>> BEGIN Given records
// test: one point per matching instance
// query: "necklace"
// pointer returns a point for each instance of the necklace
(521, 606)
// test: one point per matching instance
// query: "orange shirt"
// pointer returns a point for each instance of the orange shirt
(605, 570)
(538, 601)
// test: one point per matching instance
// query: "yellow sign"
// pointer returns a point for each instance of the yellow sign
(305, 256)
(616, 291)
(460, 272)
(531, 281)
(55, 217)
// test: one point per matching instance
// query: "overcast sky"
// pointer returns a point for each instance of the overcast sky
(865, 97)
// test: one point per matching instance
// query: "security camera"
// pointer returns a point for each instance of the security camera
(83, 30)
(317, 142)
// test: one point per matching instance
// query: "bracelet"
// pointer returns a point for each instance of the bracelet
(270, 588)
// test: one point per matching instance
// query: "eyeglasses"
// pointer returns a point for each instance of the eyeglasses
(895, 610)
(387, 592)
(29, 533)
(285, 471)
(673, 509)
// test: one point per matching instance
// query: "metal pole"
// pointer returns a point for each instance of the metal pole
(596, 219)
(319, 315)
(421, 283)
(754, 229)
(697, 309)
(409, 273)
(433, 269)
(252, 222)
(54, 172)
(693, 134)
>> END Given records
>> BEGIN Given records
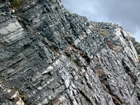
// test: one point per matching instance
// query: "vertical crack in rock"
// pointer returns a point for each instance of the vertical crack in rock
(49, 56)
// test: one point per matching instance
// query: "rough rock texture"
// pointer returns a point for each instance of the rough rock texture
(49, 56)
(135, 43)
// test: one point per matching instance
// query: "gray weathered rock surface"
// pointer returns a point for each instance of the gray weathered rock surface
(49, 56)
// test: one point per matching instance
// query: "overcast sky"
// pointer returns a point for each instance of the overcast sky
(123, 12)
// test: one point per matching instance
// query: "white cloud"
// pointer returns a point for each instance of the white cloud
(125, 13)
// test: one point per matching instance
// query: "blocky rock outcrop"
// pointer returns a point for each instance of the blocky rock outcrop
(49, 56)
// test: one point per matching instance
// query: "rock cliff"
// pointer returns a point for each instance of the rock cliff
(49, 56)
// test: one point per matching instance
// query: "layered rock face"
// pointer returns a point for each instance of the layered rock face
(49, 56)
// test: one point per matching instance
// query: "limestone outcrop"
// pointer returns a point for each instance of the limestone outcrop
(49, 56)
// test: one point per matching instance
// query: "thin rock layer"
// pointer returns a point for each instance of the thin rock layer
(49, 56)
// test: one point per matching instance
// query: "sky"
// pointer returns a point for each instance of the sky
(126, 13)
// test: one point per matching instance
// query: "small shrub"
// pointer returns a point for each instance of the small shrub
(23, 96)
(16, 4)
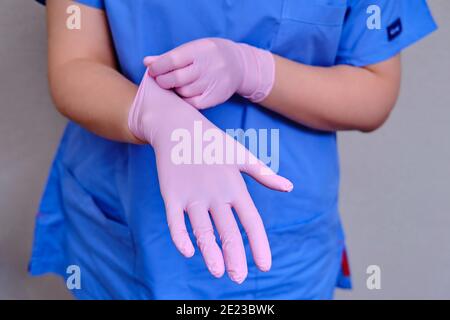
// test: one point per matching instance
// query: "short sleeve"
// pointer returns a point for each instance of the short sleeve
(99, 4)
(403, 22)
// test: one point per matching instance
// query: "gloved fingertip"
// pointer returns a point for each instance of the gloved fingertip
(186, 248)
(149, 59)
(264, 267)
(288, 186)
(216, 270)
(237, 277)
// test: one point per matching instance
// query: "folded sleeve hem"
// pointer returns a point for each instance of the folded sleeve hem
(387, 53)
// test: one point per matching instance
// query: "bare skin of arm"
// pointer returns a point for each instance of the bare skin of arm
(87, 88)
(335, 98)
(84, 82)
>> END Given records
Directions for this task: Please find every line in the records above that contains the word "sign" and copy each one. Case counts.

Solution for this task:
// query: "yellow sign"
// pointer returns a point for each instance of the yellow sign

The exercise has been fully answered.